• [Exercise brief]
Render each line of the items below as one string in a JSON list, leaving out any blank lines.

(Extracted records)
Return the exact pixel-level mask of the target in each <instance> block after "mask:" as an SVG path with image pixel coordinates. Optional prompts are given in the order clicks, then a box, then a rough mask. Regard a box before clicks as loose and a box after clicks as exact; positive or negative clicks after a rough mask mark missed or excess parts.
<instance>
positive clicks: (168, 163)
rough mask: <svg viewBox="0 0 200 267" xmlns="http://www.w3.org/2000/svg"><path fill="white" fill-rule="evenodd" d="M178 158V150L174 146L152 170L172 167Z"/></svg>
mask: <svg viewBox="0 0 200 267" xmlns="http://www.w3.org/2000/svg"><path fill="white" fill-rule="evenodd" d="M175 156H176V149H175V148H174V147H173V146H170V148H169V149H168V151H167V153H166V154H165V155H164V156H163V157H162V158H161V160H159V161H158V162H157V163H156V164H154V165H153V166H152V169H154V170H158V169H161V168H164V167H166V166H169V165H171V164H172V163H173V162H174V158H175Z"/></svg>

• [Result of the task]
[
  "Return the exact pixel-level mask of the target in each <instance> block after \"mask:\" as an SVG path with image pixel coordinates. Optional prompts are given in the order clicks, then a box, then a rough mask. Regard a box before clicks as loose and a box after clicks as exact; positive or negative clicks after a rough mask mark missed or excess parts.",
  "<instance>",
  "positive clicks: (168, 163)",
  "rough mask: <svg viewBox=\"0 0 200 267\" xmlns=\"http://www.w3.org/2000/svg\"><path fill=\"white\" fill-rule=\"evenodd\" d=\"M178 158V150L174 146L152 170L172 167Z\"/></svg>",
  "mask: <svg viewBox=\"0 0 200 267\" xmlns=\"http://www.w3.org/2000/svg\"><path fill=\"white\" fill-rule=\"evenodd\" d=\"M175 156H176V149H175V148H174V147H173V146H170V148H169V149H168V151H167V153H166V154H165V155H164V156H163V157H162V158H161V160H159V161H158V162H157V163H156V164H154V165H153V166H152V169H154V170H158V169H161V168H164V167H166V166H169V165H171V164H172V163H173V162H174V158H175Z\"/></svg>"
]